| Entries supplied |
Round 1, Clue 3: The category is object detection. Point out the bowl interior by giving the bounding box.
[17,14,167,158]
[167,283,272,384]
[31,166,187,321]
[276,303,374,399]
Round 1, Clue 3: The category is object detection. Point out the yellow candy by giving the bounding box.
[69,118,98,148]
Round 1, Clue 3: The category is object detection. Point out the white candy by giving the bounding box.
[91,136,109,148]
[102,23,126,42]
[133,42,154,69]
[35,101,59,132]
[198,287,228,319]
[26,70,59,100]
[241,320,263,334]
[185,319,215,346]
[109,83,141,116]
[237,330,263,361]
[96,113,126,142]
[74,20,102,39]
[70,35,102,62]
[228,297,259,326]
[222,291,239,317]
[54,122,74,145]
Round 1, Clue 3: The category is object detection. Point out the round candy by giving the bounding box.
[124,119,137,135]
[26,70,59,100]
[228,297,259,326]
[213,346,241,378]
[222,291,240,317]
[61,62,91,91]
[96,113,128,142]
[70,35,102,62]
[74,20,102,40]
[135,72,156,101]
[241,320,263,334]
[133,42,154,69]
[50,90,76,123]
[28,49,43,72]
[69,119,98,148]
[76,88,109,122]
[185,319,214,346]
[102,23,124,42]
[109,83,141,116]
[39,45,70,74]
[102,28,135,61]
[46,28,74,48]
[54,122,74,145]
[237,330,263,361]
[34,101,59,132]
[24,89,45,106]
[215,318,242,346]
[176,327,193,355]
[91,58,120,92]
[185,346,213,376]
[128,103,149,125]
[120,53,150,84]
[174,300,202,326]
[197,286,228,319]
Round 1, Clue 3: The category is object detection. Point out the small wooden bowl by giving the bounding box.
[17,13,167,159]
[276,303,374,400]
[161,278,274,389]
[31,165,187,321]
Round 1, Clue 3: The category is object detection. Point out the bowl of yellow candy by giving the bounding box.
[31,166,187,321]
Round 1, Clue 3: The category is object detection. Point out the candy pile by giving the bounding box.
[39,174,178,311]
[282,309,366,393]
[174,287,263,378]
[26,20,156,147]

| Exercise instructions |
Edit the records above by changing every "bounding box" to "box coordinates" and keeping all else the same.

| Written solution |
Round 1, Clue 3: The category is object detection. Point out the bowl interior by giving the box coordinates.
[17,14,167,158]
[167,283,272,384]
[31,166,187,321]
[276,303,374,399]
Round 1, Clue 3: The category is object detection. Point out the yellow candy by giving the box coordinates.
[69,118,98,148]
Round 1, Clue 3: The category is object detection. Point out the white candy by giving the box coordinates.
[91,136,109,148]
[102,23,126,42]
[133,42,154,69]
[35,101,59,132]
[198,287,228,319]
[26,70,59,100]
[241,320,263,334]
[185,319,215,346]
[109,83,141,116]
[237,330,263,361]
[96,113,126,142]
[74,20,102,39]
[70,35,102,62]
[228,297,259,326]
[222,291,239,317]
[54,122,74,145]
Round 1, Clue 3: The category is object detection. Point out the round candy by giving the box coordinates.
[124,119,137,135]
[26,70,59,100]
[228,297,259,326]
[213,346,241,378]
[222,291,240,317]
[61,62,91,91]
[96,113,128,142]
[70,35,102,62]
[74,20,102,40]
[135,72,156,101]
[241,320,263,334]
[133,42,154,69]
[50,90,76,123]
[28,49,43,72]
[69,119,98,148]
[76,88,109,122]
[185,319,214,346]
[102,23,124,42]
[109,83,141,116]
[39,45,70,74]
[102,28,135,61]
[46,28,74,48]
[54,122,74,145]
[237,330,263,361]
[34,101,59,132]
[24,89,45,106]
[215,318,242,346]
[176,327,193,355]
[91,58,120,92]
[185,346,213,376]
[128,103,149,125]
[120,53,150,84]
[174,300,202,326]
[197,286,228,319]
Round 1, Clue 3: The category is object detection. Point out the small wooden bowl by giving the box coordinates.
[17,13,167,159]
[276,303,374,400]
[161,278,274,389]
[31,165,187,321]
Round 1, Clue 3: The category is object detection. Point out the bowl of yellow candy by giving the box coordinates.
[31,166,187,321]
Round 1, Clue 3: The category is object detection. Point out the candy pile by giving the box coordinates.
[39,174,178,311]
[282,309,366,393]
[174,287,263,378]
[26,20,156,147]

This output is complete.